___ PROVIDED RECORDS ___
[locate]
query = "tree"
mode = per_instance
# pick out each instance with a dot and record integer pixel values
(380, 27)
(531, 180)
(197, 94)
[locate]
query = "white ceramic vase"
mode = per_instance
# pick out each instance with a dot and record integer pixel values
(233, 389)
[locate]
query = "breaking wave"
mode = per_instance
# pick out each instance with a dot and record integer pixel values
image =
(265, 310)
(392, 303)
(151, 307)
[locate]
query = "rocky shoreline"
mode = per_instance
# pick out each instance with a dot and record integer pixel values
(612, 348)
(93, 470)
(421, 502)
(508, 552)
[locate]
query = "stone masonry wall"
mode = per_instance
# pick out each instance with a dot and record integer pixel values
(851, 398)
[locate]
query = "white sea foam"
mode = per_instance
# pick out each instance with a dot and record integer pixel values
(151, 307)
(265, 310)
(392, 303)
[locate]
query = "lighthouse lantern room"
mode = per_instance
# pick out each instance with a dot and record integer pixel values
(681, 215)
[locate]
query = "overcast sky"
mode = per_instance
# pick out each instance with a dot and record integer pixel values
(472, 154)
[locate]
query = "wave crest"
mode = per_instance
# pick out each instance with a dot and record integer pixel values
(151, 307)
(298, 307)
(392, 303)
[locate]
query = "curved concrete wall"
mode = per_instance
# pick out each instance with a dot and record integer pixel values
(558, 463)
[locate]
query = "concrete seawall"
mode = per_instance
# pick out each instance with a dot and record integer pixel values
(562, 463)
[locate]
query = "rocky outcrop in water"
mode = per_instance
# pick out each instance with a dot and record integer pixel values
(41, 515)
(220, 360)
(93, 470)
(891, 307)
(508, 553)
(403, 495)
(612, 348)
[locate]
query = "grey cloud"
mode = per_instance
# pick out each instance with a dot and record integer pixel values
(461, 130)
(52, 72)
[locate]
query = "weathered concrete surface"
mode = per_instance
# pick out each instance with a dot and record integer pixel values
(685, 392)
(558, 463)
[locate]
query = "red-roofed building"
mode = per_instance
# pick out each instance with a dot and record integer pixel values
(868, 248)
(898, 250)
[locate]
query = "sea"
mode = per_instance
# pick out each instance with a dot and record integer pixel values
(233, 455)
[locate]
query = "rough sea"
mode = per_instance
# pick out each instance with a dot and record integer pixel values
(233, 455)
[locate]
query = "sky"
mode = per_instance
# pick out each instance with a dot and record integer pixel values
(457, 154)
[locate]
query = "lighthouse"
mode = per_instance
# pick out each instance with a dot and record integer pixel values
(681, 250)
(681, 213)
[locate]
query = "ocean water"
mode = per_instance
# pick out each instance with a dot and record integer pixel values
___
(WORK INSTRUCTIONS) Return each line of the entries that includes the string "white". Case counts.

(OUTPUT FOR THIS EXERCISE)
query = "white ceramic vase"
query = "white sea foam"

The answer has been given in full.